▶ FRAGMENTO SELECCIONADO:
Hacia una ciudad que nos cuide

Il·lustració © Enrique Flores

La crisis sanitaria por la pandemia, con la experiencia extrema del confinamiento, nos ha hecho ver que la habitabilidad humana no se resuelve en los límites de la vivienda, sino que se extiende a los espacios exteriores. Los habitantes de ciudades acusan el déficit de naturaleza. El cambio climático, la pérdida de biodiversidad y la sobreurbanización del territorio nos han traído un choque social y cultural. Es una alerta que nos debe conducir a repensar la ciudad y a establecer una relación más equilibrada con el territorio.

 

Del déficit de naturaleza al sentiment de la nature

El perfume de los jardines, el tintineo musical de las aguas que riegan las huertas por las acequias, el cobijo de la sombra de las arboledas de las plazas y las ramblas, el frescor de la brisa levantada en parques de una dimensión tal que aíslan a sus paseantes del ruido de la ciudad, la exuberancia de biodiversidad en los márgenes de un río o el aire que respiramos en un bosque son ejemplos de retiros de vida en contacto con los ciclos de la naturaleza que permiten una mejor habitabilidad en la ciudad. La actual crisis sanitaria causada por la pandemia de la COVID-19, con la experiencia extrema del confinamiento y consecuencias como el llamado síndrome de déficit de naturaleza, han puesto de manifiesto que la habitabilidad humana no queda resuelta en los límites de la vivienda, sino que se extiende a los espacios exteriores en los que satisfacemos diversas necesidades vitales, un rasgo definidor de la cultura mediterránea. El desconfinamiento ha evidenciado la necesidad humana de contacto con la naturaleza, el llamado sentiment de la nature que defendía el geógrafo anarquista Élisée Reclus.

▶ LÍNEAS PROPORCIONADAS:

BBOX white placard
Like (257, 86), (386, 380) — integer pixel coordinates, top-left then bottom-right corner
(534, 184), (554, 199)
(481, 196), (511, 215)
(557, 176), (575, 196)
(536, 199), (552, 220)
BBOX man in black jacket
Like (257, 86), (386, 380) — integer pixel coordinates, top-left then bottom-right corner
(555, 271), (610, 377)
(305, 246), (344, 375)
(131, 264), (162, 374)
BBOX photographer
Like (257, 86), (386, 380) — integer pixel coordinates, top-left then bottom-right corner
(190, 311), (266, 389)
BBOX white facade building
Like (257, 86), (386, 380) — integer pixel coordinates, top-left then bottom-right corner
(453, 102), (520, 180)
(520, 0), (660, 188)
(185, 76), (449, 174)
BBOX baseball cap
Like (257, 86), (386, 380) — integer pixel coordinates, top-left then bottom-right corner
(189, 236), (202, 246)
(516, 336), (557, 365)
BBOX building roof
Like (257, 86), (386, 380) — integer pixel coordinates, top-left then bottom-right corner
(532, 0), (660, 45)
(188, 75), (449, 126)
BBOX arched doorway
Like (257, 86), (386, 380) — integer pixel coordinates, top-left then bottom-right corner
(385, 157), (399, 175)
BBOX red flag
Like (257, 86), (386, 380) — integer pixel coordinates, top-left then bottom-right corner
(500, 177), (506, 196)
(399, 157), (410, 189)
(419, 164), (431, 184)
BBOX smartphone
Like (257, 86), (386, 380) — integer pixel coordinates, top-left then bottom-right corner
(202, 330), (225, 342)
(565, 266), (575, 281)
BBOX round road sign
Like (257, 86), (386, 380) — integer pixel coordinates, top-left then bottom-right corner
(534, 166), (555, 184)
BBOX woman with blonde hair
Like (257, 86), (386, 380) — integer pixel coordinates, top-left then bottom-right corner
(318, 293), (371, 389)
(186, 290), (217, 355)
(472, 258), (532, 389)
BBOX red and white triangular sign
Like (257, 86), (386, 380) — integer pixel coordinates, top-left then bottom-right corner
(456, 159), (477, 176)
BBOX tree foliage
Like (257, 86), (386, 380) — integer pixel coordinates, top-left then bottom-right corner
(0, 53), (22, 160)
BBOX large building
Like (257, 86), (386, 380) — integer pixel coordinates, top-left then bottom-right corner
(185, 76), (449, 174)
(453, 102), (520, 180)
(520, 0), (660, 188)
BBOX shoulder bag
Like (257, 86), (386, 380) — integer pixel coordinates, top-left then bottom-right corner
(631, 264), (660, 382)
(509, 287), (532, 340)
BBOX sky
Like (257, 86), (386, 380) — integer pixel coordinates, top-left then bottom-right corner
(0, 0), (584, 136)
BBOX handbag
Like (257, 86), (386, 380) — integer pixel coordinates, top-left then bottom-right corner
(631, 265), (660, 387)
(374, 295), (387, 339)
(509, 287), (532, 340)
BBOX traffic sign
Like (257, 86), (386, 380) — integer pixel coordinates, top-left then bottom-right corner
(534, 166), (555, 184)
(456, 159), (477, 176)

▶ PROBLEMAS Y TAREAS:
(1) Indica si cada afirmación coincide con el fragmento seleccionado. Responde sí o no y cita las palabras del fragmento que lo deciden.
(a) Élisée Reclus defendía el llamado sentiment de la nature.
(b) La habitabilidad humana queda resuelta dentro de los límites de la vivienda.
(c) Los habitantes de las ciudades acusan un exceso de naturaleza.
(2) Según el fragmento seleccionado, ¿qué ha evidenciado el desconfinamiento?
(3) Repite el texto del fragmento seleccionado que empieza en "La crisis sanitaria" y termina en "con el territorio.".

▶ RESULTADOS EN ORDEN:
(1)
(a) Sí: «el llamado sentiment de la nature que defendía el geógrafo anarquista Élisée Reclus».
(b) No: «la habitabilidad humana no se resuelve en los límites de la vivienda».
(c) No: «Los habitantes de ciudades acusan el déficit de naturaleza».

(2) La necesidad humana de contacto con la naturaleza.

(3)
La crisis sanitaria por la pandemia, con la experiencia extrema del confinamiento, nos ha hecho ver que la habitabilidad humana no se resuelve en los límites de la vivienda, sino que se extiende a los espacios exteriores. Los habitantes de ciudades acusan el déficit de naturaleza. El cambio climático, la pérdida de biodiversidad y la sobreurbanización del territorio nos han traído un choque social y cultural. Es una alerta que nos debe conducir a repensar la ciudad y a establecer una relación más equilibrada con el territorio.